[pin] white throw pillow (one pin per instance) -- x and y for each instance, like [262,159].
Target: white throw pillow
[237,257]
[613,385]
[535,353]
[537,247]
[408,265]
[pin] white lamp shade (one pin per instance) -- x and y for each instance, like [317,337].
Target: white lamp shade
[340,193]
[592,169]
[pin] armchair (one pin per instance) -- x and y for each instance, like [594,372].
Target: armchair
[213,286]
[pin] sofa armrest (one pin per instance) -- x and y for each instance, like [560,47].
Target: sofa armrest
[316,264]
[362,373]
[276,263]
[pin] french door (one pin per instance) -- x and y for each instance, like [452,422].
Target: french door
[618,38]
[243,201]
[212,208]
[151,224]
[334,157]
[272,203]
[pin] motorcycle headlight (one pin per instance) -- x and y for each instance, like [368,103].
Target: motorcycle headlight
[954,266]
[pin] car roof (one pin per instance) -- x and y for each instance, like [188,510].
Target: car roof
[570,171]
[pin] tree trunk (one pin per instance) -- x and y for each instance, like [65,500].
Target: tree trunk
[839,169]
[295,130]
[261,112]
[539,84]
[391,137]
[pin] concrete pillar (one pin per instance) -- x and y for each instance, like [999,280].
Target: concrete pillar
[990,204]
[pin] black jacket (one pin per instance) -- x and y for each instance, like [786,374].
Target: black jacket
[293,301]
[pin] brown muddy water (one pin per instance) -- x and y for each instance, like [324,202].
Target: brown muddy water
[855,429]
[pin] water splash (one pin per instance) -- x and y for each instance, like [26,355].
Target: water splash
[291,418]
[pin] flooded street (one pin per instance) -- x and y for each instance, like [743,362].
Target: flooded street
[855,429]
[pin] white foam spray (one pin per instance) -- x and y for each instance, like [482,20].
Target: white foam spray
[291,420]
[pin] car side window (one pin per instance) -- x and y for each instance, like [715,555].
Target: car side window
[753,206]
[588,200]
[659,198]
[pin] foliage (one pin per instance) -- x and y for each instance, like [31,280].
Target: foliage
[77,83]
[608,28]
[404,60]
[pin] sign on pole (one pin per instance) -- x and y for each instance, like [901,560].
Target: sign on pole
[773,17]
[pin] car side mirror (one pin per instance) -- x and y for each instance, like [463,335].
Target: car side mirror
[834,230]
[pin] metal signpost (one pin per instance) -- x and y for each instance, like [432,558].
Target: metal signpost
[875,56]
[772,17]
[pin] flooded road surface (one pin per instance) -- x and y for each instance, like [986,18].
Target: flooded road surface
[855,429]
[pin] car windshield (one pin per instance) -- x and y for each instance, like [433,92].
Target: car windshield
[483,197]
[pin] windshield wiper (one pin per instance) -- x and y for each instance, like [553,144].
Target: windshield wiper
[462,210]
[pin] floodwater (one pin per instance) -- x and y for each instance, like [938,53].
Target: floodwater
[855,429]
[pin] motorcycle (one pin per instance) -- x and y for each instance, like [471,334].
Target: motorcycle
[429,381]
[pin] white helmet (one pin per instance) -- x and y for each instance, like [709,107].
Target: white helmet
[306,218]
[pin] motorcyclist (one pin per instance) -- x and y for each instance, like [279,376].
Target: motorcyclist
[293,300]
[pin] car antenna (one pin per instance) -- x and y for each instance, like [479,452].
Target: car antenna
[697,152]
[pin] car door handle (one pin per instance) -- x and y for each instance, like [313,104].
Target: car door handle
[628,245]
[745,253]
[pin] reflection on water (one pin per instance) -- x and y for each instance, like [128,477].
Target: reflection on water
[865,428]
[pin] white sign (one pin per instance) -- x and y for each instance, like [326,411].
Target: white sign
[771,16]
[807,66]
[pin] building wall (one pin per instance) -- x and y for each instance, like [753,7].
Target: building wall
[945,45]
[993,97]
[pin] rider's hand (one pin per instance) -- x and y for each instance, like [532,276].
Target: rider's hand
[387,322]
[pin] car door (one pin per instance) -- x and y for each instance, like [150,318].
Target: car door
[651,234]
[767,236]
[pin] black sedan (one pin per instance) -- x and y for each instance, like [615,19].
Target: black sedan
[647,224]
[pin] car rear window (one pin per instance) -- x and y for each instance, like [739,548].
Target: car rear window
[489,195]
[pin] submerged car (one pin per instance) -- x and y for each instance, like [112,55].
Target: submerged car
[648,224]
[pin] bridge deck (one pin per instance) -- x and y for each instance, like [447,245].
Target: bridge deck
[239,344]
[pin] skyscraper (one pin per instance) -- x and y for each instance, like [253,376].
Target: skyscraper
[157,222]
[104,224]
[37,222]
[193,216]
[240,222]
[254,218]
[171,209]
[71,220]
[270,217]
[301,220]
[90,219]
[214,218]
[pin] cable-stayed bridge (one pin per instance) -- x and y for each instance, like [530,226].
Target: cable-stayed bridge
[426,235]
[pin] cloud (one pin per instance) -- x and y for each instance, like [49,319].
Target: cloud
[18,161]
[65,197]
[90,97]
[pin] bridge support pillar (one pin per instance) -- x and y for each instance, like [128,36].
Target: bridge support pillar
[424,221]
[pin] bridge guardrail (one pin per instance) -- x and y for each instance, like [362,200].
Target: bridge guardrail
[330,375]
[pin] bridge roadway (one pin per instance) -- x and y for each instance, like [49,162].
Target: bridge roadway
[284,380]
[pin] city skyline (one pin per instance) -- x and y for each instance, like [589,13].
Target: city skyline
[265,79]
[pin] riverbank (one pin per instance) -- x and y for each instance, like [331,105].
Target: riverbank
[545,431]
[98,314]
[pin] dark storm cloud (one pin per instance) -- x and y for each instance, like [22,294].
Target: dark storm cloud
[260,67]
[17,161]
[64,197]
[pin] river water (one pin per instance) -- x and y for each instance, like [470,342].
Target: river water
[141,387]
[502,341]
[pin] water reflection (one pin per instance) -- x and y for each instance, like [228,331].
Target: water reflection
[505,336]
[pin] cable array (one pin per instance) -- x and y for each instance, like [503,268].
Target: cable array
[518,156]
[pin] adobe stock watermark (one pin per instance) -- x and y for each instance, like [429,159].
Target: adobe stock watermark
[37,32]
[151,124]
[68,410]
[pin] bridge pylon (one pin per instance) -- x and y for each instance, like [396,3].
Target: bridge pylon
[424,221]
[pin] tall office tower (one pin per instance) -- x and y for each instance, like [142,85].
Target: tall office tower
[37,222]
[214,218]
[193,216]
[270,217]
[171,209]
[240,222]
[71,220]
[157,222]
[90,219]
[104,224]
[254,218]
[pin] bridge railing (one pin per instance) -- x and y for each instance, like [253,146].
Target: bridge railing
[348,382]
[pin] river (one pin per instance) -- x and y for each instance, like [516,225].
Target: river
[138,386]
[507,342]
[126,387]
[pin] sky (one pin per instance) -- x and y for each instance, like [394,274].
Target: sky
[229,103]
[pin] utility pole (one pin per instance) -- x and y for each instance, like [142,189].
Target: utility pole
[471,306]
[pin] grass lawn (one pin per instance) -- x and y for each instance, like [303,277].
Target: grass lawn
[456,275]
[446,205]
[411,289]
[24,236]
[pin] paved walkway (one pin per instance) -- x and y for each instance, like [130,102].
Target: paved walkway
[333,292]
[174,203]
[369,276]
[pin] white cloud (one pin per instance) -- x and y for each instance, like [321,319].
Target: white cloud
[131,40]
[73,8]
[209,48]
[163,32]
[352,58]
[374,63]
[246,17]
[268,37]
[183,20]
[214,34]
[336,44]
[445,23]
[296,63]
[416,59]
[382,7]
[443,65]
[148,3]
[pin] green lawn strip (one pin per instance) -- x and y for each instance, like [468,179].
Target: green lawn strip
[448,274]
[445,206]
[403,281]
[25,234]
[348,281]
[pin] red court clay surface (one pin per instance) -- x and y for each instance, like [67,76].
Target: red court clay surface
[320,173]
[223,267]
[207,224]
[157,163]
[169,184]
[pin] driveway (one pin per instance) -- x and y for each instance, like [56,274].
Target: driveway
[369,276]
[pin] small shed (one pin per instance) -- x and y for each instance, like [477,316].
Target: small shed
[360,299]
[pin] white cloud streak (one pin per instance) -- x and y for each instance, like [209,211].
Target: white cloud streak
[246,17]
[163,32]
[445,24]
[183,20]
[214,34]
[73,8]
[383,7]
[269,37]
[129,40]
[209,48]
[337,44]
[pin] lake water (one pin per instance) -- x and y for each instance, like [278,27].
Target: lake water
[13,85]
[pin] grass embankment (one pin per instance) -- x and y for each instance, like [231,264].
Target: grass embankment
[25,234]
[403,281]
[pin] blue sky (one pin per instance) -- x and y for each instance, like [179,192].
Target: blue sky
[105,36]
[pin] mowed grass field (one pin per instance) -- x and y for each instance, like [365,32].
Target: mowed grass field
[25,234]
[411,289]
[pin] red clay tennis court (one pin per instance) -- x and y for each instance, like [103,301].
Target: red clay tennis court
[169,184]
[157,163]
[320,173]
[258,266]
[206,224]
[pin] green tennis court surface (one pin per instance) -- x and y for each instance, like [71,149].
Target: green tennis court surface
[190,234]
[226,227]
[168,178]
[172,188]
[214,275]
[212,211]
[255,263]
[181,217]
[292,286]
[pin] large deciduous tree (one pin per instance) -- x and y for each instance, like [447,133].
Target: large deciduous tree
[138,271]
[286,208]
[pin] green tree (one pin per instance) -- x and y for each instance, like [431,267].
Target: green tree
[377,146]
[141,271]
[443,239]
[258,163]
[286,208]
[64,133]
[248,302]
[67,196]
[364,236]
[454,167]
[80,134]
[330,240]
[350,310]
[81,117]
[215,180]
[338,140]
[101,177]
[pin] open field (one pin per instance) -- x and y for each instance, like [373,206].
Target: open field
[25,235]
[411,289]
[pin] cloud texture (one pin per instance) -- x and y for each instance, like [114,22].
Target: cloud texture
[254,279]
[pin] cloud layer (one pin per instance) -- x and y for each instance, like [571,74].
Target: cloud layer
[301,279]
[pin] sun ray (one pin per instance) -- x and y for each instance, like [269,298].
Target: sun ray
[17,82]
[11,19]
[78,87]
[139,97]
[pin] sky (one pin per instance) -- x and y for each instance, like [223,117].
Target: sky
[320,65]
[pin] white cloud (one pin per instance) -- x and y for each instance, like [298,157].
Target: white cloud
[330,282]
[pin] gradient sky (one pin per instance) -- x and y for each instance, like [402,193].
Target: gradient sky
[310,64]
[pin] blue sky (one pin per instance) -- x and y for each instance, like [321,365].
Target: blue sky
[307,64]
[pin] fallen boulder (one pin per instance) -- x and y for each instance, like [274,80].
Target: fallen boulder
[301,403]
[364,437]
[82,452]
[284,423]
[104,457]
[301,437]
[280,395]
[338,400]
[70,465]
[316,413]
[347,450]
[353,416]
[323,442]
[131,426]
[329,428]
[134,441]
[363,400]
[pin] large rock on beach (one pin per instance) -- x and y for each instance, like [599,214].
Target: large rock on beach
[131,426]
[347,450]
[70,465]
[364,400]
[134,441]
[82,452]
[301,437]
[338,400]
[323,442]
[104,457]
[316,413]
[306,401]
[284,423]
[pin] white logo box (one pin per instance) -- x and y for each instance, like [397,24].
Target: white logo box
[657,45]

========

(EXERCISE BRIEF) Within the material above, the line with "Target: white sign" opens the range and the line with "[pin] skyscraper (one" closes it; reproduce that range word for word.

(RESPONSE TO THE TASK)
Target: white sign
[771,16]
[807,66]
[pin] building wall (one pin per instance) -- x and y for each instance, like [753,7].
Target: building wall
[945,45]
[993,97]
[pin] rider's hand (one pin per instance) -- x and y for each instance, like [532,276].
Target: rider's hand
[387,322]
[pin] car door (one pin per instance) -- x and y for each instance, like [150,318].
Target: car door
[651,234]
[767,236]
[pin] black sedan (one pin per instance) -- x and y for each instance, like [615,19].
Target: black sedan
[647,224]
[pin] car rear window (one pin per instance) -- x and y for each instance, like [739,548].
Target: car rear window
[489,195]
[pin] submerged car (one pin per instance) -- x and y for each instance, like [112,55].
Target: submerged car
[648,224]
[pin] bridge deck (one pin per instance) -- x and y for each instance, like [447,245].
Target: bridge deck
[239,344]
[pin] skyscraper (one pin per instance) -- x and y for each instance, like [253,376].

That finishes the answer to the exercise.